REQUIRED WORK.
**A)** List every person who speaks in the conversation below about supporting clients with complex needs.
**B)** From the conversation below, reproduce the text starting at "Annie:So you're talking" up to and including "to with that.".

PASSAGE.
------------------------
James:The the try the client has, an inherent trust in the system because they've got a key clinician that they're working well with, And that key clinician then has a good idea about where they're going in terms of the sort of client goals, and they can reach out to support externally. Then they'll let that will allow them more time because there's less chaos in the client's life, because they're more stable, they're settled, they've got a good understanding of where they're heading, then they can reach out to those support services that can provide expertise and expert advice that may they may not know about otherwise.
Annie:And I can imagine that that then leads to a lot more job satisfaction for the clinician by able because they're able to support their client in a more in a thorough way rather than
Sally:It's very hard if you're trying to support a client who's experiencing complex, mental health concerns or some complex substance use concerns, and then let's not throw in the whole mix of other social issues that that could be providing multiple barriers to them accessing the appropriate supports.
Annie:So you're talking about unstable housing and
Sally:Yeah. All those issues. Legal going on or what have you. And if you don't know how to support that or who to ask for advice, you are a lot less likely to even try and open up that conversation with your client because it can feel like, oh, if I ask that question, I have no idea where to go to with that.
Sally:So why would I even go there? But if you knew that there was a knowledge bank somewhere or something someone you could ask about how to access support for those services, you're much more likely to feel like you can support that client and get better outcomes for them.
James:A 100%. Yeah. And I think as well that some of the barriers sometimes come from the very services that look to support clients, unfortunately. You know, on the one end of the spectrum, you've got the AOD sector where I think under the proviso that, you know, that it's all very client-centred and, you know, you can't ever mandate treatment, which is fair. But then there's sometimes very minimal engagement sort of enacted on part of the AOD sector.
James:They might make one phone call to a client, leave a voice mail. If they don't get back to them, then they close the case. And at the opposite end of the spectrum, you have the mental health sector, which for, unfortunately, for decades has actually left the client's voice out from from the decision making. And often, treatment is enforced using the mental health act, and I'm glad that's changing now. You've got the new mental health act come in.
------------------------
Referring expression pointing data
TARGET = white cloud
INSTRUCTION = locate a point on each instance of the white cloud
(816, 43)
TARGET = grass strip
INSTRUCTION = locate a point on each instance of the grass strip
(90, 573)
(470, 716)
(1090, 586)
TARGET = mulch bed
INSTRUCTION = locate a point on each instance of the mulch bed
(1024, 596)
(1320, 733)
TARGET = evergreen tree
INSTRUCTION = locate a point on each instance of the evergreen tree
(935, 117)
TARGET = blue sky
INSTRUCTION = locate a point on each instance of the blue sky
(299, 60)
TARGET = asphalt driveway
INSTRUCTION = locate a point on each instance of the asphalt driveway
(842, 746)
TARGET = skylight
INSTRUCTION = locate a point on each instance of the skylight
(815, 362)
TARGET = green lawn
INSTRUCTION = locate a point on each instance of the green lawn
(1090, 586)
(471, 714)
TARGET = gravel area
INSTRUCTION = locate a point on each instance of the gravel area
------------------------
TASK RESPONSES.
**A)** James, Annie, Sally

**B)**
Annie:So you're talking about unstable housing and
Sally:Yeah. All those issues. Legal going on or what have you. And if you don't know how to support that or who to ask for advice, you are a lot less likely to even try and open up that conversation with your client because it can feel like, oh, if I ask that question, I have no idea where to go to with that.